▶ [Directive a]: Could you print, word for word, the stretch of the records from the line containing "Target: bottom shelf" through the end of the records?

▶ [Selected excerpt]:
________________

- Directed by: Lew Landers
- Written by: Jack Boyle (character) Aubrey Wisberg (story) Howard J. Green
- Produced by: Sam White
- Starring: Chester Morris Richard Lane Ann Savage George E. Stone Lloyd Corrigan
- Cinematography: L. William O'Connell
- Edited by: Richard Fantl
- Music by: M. W. Stoloff
- Production company: Columbia Pictures
- Distributed by: Columbia Pictures
- Release date: March 18, 1943;
- Running time: 65 minutes
- Country: United States
- Language: English

= After Midnight with Boston Blackie =

1943 film by Lew Landers

After Midnight with Boston Blackie is a 1943 crime film directed by Lew Landers. It is the fifth of a series of 14 Columbia Pictures films starring Chester Morris as Boston Blackie. When a recently paroled friend of Boston Blackie is killed, he finds himself once again the prime suspect of Police Inspector Farraday.

==Plot==
When "Diamond" Ed Barnaby is paroled, he sets out to give $100,000 worth of diamonds to his daughter, Betty. Aware that several shady characters know he has the jewels, he stashes them in a safe deposit box in the Arcade Building. Betty later receives a call asking her to meet him there, but he never shows up. She contacts her father's only real friend: Horatio Black, better known as Boston Blackie. He agrees to help and drops Betty off at the apartment of his wealthy friend, Arthur Manleder, for safekeeping. His sidekick, "the Runt", has to postpone his wedding to statuesque bubble dancer Dixy Rose Blossom.

________________

▶ [Given information]:
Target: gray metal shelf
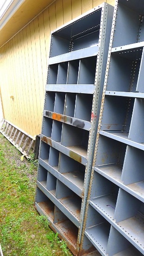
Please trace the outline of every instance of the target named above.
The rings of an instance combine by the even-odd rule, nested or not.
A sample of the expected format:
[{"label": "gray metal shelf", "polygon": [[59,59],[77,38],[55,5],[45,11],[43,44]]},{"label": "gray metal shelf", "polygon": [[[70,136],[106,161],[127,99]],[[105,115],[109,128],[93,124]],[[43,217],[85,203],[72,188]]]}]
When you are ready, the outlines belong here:
[{"label": "gray metal shelf", "polygon": [[35,205],[75,255],[81,243],[113,11],[104,3],[51,34]]},{"label": "gray metal shelf", "polygon": [[143,7],[116,2],[81,256],[144,255]]}]

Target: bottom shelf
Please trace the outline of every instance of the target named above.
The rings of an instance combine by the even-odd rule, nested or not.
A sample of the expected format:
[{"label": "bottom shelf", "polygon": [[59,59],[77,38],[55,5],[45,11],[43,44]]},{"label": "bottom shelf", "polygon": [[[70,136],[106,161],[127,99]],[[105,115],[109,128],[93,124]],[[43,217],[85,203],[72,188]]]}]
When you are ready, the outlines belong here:
[{"label": "bottom shelf", "polygon": [[144,255],[134,247],[130,247],[122,251],[114,254],[113,256],[142,256]]},{"label": "bottom shelf", "polygon": [[137,215],[118,222],[119,229],[136,243],[142,249],[144,248],[144,219]]},{"label": "bottom shelf", "polygon": [[72,253],[77,255],[78,228],[50,200],[36,202],[35,207],[40,214],[47,217],[50,227],[55,233],[58,232],[61,239],[66,241]]},{"label": "bottom shelf", "polygon": [[87,229],[85,231],[86,236],[102,255],[106,253],[110,229],[110,224],[104,222]]},{"label": "bottom shelf", "polygon": [[55,207],[53,202],[50,200],[49,200],[48,202],[42,202],[38,203],[38,206],[44,212],[44,215],[49,218],[50,221],[52,222],[54,219]]},{"label": "bottom shelf", "polygon": [[[70,242],[75,249],[76,249],[78,229],[69,220],[56,224],[64,239]],[[71,250],[71,249],[70,248]]]}]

________________

▶ [Directive b]: Can you output the stretch of the Boston Blackie film article from "1943 film by" through "Police Inspector Farraday." without changing anything?

▶ [Full response a]:
Target: bottom shelf
Please trace the outline of every instance of the target named above.
The rings of an instance combine by the even-odd rule, nested or not.
A sample of the expected format:
[{"label": "bottom shelf", "polygon": [[59,59],[77,38],[55,5],[45,11],[43,44]]},{"label": "bottom shelf", "polygon": [[[70,136],[106,161],[127,99]],[[105,115],[109,128],[93,124]],[[43,217],[85,203],[72,188]]]}]
When you are ready, the outlines belong here:
[{"label": "bottom shelf", "polygon": [[144,255],[134,247],[130,247],[122,251],[114,254],[113,256],[142,256]]},{"label": "bottom shelf", "polygon": [[137,215],[118,222],[119,229],[136,243],[142,249],[144,248],[144,219]]},{"label": "bottom shelf", "polygon": [[72,253],[77,255],[78,228],[50,200],[36,202],[35,207],[40,214],[47,217],[50,227],[55,233],[58,232],[61,239],[66,241]]},{"label": "bottom shelf", "polygon": [[87,229],[85,231],[86,236],[102,255],[106,253],[110,229],[110,224],[104,222]]},{"label": "bottom shelf", "polygon": [[55,207],[53,202],[50,200],[49,200],[48,202],[42,202],[38,203],[38,206],[44,212],[44,215],[49,218],[50,221],[52,222],[54,219]]},{"label": "bottom shelf", "polygon": [[[70,242],[75,249],[76,249],[78,229],[69,220],[56,224],[64,239]],[[71,250],[71,249],[70,248]]]}]

▶ [Full response b]:
1943 film by Lew Landers

After Midnight with Boston Blackie is a 1943 crime film directed by Lew Landers. It is the fifth of a series of 14 Columbia Pictures films starring Chester Morris as Boston Blackie. When a recently paroled friend of Boston Blackie is killed, he finds himself once again the prime suspect of Police Inspector Farraday.